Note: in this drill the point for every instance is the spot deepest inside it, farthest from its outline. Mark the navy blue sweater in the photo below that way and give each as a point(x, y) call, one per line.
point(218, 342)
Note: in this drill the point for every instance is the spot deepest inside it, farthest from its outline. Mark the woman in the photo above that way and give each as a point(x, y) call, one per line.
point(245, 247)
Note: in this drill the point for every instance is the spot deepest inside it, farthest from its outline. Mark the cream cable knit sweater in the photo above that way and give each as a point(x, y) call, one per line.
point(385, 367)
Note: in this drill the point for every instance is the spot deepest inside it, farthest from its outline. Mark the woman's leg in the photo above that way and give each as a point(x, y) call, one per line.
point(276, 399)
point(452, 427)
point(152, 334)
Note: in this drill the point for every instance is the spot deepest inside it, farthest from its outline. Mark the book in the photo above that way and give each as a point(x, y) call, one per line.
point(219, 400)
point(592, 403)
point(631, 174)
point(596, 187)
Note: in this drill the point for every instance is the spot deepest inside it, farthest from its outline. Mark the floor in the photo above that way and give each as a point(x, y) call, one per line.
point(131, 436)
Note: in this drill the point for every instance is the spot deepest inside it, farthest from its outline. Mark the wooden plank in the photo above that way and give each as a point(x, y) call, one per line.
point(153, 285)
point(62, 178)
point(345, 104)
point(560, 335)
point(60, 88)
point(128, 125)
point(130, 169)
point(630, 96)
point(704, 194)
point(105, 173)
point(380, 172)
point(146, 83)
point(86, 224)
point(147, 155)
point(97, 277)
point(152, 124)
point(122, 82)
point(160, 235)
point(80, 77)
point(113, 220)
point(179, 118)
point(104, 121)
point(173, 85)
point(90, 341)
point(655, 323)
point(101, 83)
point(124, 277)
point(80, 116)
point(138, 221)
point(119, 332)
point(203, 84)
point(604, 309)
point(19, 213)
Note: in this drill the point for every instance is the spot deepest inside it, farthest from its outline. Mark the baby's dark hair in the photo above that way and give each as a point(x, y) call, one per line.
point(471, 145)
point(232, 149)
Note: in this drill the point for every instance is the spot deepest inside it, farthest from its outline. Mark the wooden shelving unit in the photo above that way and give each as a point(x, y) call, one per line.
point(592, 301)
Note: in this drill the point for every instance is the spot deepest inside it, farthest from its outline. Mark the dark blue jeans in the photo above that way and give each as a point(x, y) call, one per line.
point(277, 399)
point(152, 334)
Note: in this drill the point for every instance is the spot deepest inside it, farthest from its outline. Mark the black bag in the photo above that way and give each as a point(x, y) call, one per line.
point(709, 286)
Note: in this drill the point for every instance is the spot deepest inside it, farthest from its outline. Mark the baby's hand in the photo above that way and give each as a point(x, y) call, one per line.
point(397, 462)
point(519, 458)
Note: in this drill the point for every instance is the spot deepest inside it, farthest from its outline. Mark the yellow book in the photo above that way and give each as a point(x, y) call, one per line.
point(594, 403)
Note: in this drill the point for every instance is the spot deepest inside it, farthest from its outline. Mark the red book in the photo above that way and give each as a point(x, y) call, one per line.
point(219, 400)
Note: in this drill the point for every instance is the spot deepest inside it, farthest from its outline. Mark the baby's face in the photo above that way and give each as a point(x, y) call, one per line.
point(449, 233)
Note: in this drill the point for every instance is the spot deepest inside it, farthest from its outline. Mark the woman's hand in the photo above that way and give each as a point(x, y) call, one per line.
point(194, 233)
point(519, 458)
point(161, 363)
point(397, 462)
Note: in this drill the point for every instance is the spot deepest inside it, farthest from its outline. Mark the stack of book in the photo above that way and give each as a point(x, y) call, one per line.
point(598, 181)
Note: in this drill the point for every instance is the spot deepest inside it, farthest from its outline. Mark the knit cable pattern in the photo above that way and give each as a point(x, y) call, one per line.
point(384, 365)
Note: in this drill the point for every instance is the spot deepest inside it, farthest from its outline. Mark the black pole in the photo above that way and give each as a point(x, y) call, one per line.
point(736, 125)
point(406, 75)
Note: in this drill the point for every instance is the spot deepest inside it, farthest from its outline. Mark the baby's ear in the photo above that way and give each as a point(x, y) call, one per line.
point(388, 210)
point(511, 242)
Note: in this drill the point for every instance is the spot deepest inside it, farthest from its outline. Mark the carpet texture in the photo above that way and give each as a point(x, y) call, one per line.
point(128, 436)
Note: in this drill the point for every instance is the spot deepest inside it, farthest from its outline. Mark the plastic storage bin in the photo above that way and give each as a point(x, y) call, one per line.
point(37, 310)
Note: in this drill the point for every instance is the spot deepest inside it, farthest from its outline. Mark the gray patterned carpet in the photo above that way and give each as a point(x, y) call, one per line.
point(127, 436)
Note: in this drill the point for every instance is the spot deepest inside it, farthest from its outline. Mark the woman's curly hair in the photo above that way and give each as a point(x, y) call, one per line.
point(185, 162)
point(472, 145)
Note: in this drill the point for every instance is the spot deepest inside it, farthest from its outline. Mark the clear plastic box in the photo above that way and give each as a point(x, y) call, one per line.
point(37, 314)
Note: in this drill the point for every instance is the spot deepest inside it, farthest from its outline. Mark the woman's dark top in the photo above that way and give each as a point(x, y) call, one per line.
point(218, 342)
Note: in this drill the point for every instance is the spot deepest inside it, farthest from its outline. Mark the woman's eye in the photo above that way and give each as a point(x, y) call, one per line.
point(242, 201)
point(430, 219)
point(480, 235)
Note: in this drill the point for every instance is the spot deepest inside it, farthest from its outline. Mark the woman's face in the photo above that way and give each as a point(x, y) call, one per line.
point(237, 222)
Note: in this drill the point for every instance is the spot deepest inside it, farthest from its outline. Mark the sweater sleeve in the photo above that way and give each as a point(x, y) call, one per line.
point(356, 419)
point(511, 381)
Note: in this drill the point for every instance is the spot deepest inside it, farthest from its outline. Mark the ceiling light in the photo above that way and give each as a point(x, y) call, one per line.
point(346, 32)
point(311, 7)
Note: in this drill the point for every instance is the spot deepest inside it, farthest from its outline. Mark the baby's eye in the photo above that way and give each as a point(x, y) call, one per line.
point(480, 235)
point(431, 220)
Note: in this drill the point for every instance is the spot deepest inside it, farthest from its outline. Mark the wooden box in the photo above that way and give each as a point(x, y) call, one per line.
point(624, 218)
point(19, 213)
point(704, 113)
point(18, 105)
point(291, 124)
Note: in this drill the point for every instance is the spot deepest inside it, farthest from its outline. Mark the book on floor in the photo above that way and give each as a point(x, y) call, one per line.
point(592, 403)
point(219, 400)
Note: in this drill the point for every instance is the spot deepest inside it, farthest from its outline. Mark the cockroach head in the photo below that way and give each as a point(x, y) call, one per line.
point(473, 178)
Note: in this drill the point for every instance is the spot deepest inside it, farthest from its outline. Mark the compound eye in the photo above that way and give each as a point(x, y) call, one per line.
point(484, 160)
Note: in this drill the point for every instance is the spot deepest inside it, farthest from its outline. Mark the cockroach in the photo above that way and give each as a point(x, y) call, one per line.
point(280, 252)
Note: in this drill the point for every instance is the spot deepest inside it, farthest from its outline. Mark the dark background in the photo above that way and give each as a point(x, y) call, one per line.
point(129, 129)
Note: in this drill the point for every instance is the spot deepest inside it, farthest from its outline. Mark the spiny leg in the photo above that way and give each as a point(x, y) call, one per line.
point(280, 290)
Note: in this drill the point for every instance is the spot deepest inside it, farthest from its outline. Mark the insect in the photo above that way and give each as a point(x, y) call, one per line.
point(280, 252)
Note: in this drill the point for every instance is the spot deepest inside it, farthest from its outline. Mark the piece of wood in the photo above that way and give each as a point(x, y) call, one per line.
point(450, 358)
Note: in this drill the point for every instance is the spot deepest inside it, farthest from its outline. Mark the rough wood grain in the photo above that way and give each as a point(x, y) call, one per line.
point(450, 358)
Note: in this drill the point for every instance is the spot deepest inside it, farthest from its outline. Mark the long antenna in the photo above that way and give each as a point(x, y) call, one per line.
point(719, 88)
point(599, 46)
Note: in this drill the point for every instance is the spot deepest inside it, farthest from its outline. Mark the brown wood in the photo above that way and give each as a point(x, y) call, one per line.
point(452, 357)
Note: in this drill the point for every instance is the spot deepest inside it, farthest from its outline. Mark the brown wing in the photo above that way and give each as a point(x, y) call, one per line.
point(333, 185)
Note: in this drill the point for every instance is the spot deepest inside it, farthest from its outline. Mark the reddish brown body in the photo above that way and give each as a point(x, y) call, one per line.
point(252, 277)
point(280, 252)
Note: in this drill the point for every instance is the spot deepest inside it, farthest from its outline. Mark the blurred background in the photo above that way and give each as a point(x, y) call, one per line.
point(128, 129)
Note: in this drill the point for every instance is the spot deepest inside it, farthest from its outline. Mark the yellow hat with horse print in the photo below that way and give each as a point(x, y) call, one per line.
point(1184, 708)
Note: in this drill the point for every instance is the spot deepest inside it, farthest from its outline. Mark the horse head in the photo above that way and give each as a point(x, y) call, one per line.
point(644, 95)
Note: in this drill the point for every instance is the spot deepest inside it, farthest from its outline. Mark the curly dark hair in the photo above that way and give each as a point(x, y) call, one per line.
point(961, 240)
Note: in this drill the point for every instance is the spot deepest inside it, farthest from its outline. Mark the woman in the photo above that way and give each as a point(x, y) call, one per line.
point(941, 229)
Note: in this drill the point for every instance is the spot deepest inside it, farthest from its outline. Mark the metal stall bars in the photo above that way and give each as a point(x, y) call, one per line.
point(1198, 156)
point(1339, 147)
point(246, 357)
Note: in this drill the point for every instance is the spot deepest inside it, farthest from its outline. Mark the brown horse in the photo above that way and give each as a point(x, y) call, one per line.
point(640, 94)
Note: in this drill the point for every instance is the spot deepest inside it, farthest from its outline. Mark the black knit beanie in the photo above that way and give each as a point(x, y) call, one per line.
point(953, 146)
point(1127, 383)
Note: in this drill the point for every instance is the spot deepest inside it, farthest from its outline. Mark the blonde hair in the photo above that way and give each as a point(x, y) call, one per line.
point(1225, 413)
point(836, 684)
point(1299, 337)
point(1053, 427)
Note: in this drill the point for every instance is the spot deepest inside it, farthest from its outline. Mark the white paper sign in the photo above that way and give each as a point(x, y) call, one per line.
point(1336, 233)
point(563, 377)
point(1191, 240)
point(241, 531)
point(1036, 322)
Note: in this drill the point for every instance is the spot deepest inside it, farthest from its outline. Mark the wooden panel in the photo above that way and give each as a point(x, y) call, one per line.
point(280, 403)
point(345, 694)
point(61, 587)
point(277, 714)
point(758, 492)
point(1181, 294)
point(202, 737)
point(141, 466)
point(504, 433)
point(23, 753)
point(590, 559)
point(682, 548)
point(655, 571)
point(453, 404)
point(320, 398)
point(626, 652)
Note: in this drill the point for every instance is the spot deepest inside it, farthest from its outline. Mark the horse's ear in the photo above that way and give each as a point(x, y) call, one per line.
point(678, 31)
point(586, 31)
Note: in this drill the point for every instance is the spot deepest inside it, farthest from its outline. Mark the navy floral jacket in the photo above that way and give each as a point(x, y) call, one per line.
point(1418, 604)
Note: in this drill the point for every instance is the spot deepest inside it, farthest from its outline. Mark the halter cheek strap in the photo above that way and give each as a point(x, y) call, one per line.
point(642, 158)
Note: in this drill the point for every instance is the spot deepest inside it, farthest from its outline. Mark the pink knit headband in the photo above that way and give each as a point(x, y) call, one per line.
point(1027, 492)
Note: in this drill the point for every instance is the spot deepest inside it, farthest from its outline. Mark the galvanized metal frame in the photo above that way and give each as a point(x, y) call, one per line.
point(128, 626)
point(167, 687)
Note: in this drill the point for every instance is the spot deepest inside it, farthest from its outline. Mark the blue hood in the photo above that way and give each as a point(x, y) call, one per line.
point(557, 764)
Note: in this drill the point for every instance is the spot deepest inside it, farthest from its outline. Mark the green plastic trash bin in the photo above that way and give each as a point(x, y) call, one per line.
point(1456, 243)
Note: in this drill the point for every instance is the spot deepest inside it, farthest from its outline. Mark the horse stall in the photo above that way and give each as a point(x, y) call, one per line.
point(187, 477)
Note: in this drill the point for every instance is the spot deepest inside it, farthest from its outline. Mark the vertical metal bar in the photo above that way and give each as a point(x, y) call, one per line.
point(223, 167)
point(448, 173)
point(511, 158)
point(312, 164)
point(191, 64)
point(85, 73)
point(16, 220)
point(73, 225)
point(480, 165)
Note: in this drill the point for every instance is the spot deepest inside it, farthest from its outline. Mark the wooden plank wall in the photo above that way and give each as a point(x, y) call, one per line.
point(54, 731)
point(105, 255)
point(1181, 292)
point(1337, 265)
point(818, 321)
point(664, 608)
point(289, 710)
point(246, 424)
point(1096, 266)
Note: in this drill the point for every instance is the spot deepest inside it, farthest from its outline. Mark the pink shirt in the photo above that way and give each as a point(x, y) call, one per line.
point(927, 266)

[Work instructions]
Beginning with the line that contains "Mark the vertical", repeat every line through the end of the records and nothing more.

[Finished answer]
Note: in this drill the point for every instance is the spot deepest inside it, farthest from its outline. Mark the vertical metal bar in the photo above that way and give each as a point(x, y) call, one per line.
point(223, 167)
point(448, 173)
point(511, 158)
point(312, 164)
point(191, 64)
point(85, 73)
point(16, 220)
point(73, 225)
point(480, 165)
Note: in this drill the point for every instance is the spot deepest inside it, farthest from its outline. Mark the wooden plank wall in the photo above that way and give each as a point(x, y) call, one per line.
point(54, 731)
point(105, 255)
point(1181, 292)
point(1337, 265)
point(818, 321)
point(664, 608)
point(289, 710)
point(246, 424)
point(1096, 266)
Note: in this drill the point for every instance is the spot deepest inside it, farthest from its outline. Mark the pink shirt in the photo above that way and give each as a point(x, y) call, one per line.
point(927, 266)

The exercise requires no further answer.